- _Excerpt to read_:
━━━━━━━━
Option four: internal management buyout
Where the practice has senior staff who have both the inclination and the financial means to take on ownership, an internal MBO can be a clean cultural transition. The structure is typically deferred consideration over five to seven years, funded out of practice profits. The outgoing principal carries significant credit risk on the deferred portion. The deal documentation is substantial. The transition from employment to ownership has tax, employment law, and partnership agreement components that all need to be addressed.
The route preserves the firm's identity and culture, which matters to many principals. It also depends entirely on the senior team being able and willing, and on the financial structure being workable. Where the senior staff cannot raise the deposit or the practice cannot service the deferred consideration out of cash flow, the route is not viable. Where it works, it works well.
Option five: gradual wind-down with client referrals
The principal stops taking new work, refers clients to other firms over an eighteen-month to three-year period, and closes the practice at the end. The principal recovers the ongoing fees during the wind-down period. The goodwill value is lost entirely. Some practices are referred out with a small introduction fee from the receiving firm. Typically that is a single year of fee income on the referred client, paid over twelve months.
The route appeals to principals who do not want to deal with the complexity of a sale. It appeals to those with small books that no buyer is interested in. It appeals to those who want to control the pace of their own retirement absolutely. It leaves money on the table compared with a sale. The money it leaves is the goodwill value, which on a £350k book might be £350k of foregone consideration. For some principals, that is too much; for others, it is the cost of an arrangement that suits them better.
━━━━━━━━
- _Recorded information_:
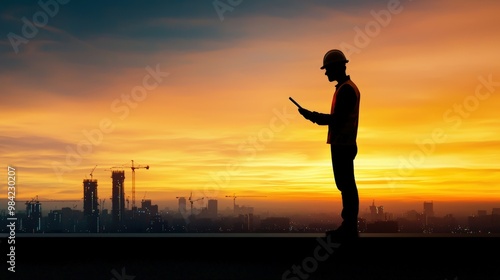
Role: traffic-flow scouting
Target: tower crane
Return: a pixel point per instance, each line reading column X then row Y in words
column 191, row 200
column 234, row 198
column 133, row 167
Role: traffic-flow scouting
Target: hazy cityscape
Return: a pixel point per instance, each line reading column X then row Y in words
column 148, row 218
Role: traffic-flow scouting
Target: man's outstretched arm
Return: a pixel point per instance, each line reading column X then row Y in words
column 346, row 99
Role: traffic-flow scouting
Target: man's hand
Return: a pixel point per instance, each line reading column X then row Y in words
column 307, row 114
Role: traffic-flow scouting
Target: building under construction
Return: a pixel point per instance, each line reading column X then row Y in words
column 91, row 204
column 118, row 197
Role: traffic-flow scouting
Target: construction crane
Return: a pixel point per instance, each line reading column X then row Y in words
column 191, row 200
column 101, row 203
column 133, row 167
column 234, row 198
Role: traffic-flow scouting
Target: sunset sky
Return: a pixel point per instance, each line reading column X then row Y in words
column 198, row 91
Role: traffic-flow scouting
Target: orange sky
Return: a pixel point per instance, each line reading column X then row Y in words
column 220, row 121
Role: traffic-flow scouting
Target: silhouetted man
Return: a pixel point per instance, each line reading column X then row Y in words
column 342, row 133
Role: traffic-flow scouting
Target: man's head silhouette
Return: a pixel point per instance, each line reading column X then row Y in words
column 334, row 63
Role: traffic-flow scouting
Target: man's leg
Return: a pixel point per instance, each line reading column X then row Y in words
column 343, row 171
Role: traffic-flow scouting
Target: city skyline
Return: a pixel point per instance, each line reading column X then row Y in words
column 201, row 96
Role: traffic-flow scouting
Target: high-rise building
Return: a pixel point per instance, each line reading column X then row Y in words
column 33, row 216
column 495, row 211
column 429, row 209
column 90, row 204
column 212, row 208
column 182, row 205
column 118, row 197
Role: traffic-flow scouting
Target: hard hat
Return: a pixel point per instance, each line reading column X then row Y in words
column 333, row 56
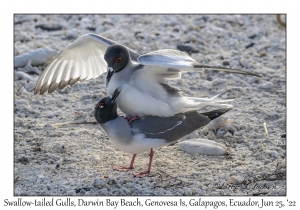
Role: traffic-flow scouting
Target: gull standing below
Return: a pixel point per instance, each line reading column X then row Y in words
column 148, row 132
column 142, row 77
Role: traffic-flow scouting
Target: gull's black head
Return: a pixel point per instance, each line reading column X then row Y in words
column 116, row 57
column 106, row 108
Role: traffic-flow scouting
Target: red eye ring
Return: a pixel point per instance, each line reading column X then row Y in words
column 118, row 59
column 101, row 105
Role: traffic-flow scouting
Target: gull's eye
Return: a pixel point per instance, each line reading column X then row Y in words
column 118, row 59
column 101, row 105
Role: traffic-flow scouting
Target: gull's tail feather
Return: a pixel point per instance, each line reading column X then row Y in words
column 216, row 113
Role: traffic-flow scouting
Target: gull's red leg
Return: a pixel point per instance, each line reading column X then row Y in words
column 145, row 173
column 123, row 168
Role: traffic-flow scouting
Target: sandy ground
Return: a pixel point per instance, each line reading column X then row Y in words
column 78, row 160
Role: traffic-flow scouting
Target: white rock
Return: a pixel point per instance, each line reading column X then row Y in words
column 253, row 79
column 30, row 86
column 38, row 57
column 72, row 34
column 266, row 85
column 203, row 147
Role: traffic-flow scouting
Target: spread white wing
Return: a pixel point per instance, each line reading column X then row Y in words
column 81, row 60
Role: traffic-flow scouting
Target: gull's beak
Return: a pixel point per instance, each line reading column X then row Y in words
column 115, row 95
column 110, row 72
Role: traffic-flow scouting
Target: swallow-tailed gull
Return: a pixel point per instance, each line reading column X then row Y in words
column 142, row 77
column 148, row 132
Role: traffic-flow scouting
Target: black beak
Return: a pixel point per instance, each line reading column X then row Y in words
column 115, row 95
column 110, row 72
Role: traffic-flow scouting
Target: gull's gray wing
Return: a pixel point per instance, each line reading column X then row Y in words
column 169, row 128
column 173, row 62
column 81, row 60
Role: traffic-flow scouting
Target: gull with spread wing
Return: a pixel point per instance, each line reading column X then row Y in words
column 145, row 90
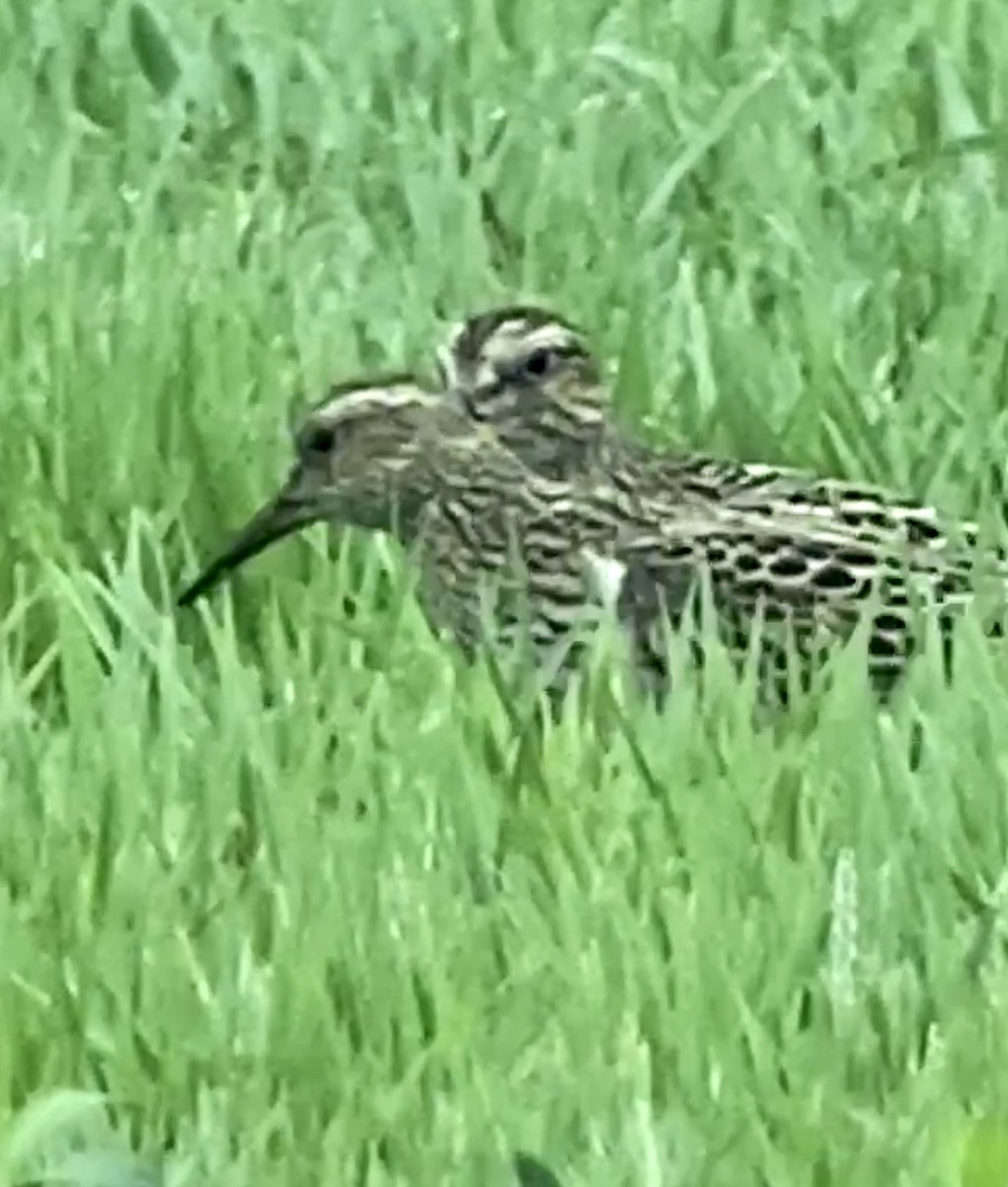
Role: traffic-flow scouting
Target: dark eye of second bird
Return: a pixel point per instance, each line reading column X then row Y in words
column 538, row 362
column 320, row 439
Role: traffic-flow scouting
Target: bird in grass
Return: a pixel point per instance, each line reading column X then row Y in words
column 529, row 374
column 507, row 556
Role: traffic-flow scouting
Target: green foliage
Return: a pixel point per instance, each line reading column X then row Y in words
column 286, row 894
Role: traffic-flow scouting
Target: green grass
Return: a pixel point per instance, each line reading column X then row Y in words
column 678, row 950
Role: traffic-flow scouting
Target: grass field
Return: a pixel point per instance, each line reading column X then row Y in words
column 680, row 951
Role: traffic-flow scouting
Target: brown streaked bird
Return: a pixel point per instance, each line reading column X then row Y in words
column 529, row 374
column 490, row 534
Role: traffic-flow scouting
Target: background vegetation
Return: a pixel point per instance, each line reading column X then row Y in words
column 282, row 897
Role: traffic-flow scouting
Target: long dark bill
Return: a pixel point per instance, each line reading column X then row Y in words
column 285, row 515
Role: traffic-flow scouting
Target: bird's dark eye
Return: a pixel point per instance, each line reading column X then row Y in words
column 320, row 439
column 538, row 363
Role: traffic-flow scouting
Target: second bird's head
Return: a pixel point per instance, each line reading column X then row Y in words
column 531, row 377
column 366, row 456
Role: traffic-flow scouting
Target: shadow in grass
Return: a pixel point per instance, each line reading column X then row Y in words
column 532, row 1173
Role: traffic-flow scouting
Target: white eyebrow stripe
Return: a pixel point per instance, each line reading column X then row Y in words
column 368, row 401
column 519, row 332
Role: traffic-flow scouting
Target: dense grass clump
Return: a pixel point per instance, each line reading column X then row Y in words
column 284, row 897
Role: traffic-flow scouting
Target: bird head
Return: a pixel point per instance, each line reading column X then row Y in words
column 368, row 456
column 529, row 374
━━━━━━━━
- _Goal 1_: Reproduce the passage on a principal's exit options word for word, from "The route appeals" up to and including "suits them better.".
- _Goal 2_: Carry the passage on a principal's exit options forward from the point where it stops.

- _Output 1_:
The route appeals to principals who do not want to deal with the complexity of a sale. It appeals to those with small books that no buyer is interested in. It appeals to those who want to control the pace of their own retirement absolutely. It leaves money on the table compared with a sale. The money it leaves is the goodwill value, which on a £350k book might be £350k of foregone consideration. For some principals, that is too much; for others, it is the cost of an arrangement that suits them better.

- _Output 2_:
Which option fits which practice profile
The sole principal trading a £200k to £500k general-practice book in a regional market is best suited to the direct sale route. The book is too small for PE platforms to engage with. It is too dependent on the principal's personal involvement for an MBO without an obvious successor. It would lose meaningful value in a wind-down. The direct route delivers a defined exit with a fair multiple, in a defined timeline, with the staff and client outcomes that the principal cares about.
The two-partner practice with a £600k to £900k book and a senior manager team is on the boundary between direct sale and PE platform. The right answer depends on the partners' individual priorities. Where the partners want a clean break and a credible commitment on staff and clients, the direct route still wins. Where they value the headline number above the structure and are willing to stay involved for three to five years, the PE route may deliver more cash. That holds even after the deferral discount.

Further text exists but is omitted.